> What the task requires
Repeat the data in full and exactly. Leave the pictures out.

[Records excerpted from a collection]
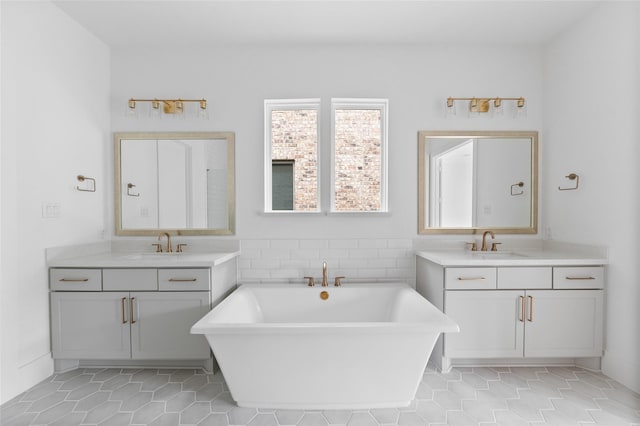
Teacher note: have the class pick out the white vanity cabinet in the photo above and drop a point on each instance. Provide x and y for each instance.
(516, 312)
(134, 313)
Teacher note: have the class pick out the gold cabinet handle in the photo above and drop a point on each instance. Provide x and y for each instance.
(521, 316)
(124, 320)
(131, 310)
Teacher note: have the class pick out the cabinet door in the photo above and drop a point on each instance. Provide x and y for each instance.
(490, 324)
(161, 324)
(564, 323)
(90, 325)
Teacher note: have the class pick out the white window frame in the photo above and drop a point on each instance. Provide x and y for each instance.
(374, 104)
(271, 105)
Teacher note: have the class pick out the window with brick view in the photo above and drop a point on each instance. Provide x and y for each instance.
(359, 155)
(293, 142)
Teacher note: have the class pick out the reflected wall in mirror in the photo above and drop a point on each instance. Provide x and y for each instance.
(474, 181)
(182, 183)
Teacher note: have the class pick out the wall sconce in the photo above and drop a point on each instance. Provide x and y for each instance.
(170, 107)
(479, 106)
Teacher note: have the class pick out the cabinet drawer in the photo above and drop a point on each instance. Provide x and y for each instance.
(183, 279)
(470, 278)
(130, 279)
(524, 278)
(587, 277)
(75, 279)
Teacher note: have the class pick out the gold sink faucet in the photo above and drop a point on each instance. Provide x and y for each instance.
(484, 239)
(169, 248)
(325, 282)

> Finished task
Teacher note: have the class pick out the white vanity cabinet in the photo above and drop a point on each instance. Provide x and y for each instance.
(516, 312)
(134, 313)
Teacher note: have the class pick out the gold cabinet handle in the photo above and drop a point on each instance. Provide x and y for each instance.
(521, 316)
(124, 320)
(131, 310)
Teacher note: have the class pick out the cabinet door in the photo above and drop a point on each instance. Provide x and y for each instance.
(490, 324)
(161, 324)
(564, 323)
(90, 325)
Teacher note: have the class pick out the white window frame in the photo above and drop a point on each instance. Provide x and y for each instance.
(374, 104)
(271, 105)
Teacher note: have the class pick out the window with brick view in the photo above and drop a point on each instance. Provide x and y for each instance.
(359, 155)
(293, 142)
Teacher note: have the class pick out the reflected wall in mirror in the photo above and drop a point on each instance. Provide x and y for each instance.
(474, 181)
(182, 183)
Teacher note: have the class pick out the wall sconce in the photo above and drop a point on each instance. Provide x and y for each instance.
(170, 107)
(479, 106)
Teacher note: have the class pick out the cabinet drawer in the photo above and drop a point on each instance. Provide x and y for each instance.
(183, 279)
(470, 278)
(130, 279)
(524, 278)
(587, 277)
(75, 279)
Teacher note: have the class pick out the gold sink faucet in the photo above and drop a point on each instance. Provide x and y for each instance.
(484, 239)
(169, 248)
(325, 282)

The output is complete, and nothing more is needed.